Required task A → From the passage on the Kasanje Kingdom below, echo the portion starting with "In 1680, the" and going on through "may be exaggerated.".

_ _ _

The Kasanje Kingdom (1620–1910), also known as the Jaga Kingdom, was a Central African state. It was formed in 1620 by a mercenary band of Imbangala, which had deserted the Portuguese ranks. The state gets its name from the leader of the band, Kasanje, who settled his followers on the upper Kwango River. The Kasanje people were ruled by the Jaga, a king who was elected from among the three clans who founded the kingdom.

In 1680, the Portuguese traveller António de Oliveira de Cadornega estimated the kingdom had 300,000 people, of whom 100,000 were able to bear arms. However, it is noted that this claim may be exaggerated.
The kingdom of Kasanje remained in a constant state of conflict with its neighbours, especially the kingdom of Matamba, then ruled by queen Nzinga Mbande. The Imbangala state became a strong commercial center until being eclipsed by Ovimbundu trade routes in the 1850s. Kasanje was finally incorporated into Portuguese Angola in 1910–1911.

_ _ _

Required task B → Copy out the entries below word for word, starting with the line with "Element detection request for the building" and going on through the last line of the entries.

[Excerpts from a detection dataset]
_ _ _

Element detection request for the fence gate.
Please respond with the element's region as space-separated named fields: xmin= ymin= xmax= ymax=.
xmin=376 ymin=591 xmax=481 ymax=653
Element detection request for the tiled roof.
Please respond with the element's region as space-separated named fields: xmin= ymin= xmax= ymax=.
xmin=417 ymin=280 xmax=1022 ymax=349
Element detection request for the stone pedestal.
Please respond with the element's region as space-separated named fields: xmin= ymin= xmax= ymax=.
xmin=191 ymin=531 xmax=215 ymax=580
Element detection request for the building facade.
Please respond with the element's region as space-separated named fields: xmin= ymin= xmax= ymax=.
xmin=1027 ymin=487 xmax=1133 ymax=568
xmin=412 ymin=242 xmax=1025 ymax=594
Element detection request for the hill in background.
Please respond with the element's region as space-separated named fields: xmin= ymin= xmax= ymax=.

_ _ _

Written solution A →
In 1680, the Portuguese traveller António de Oliveira de Cadornega estimated the kingdom had 300,000 people, of whom 100,000 were able to bear arms. However, it is noted that this claim may be exaggerated.

Written solution B →
Element detection request for the building facade.
Please respond with the element's region as space-separated named fields: xmin= ymin= xmax= ymax=.
xmin=1027 ymin=487 xmax=1133 ymax=568
xmin=412 ymin=242 xmax=1025 ymax=594
Element detection request for the hill in background.
Please respond with the element's region as space-separated named fields: xmin= ymin= xmax= ymax=.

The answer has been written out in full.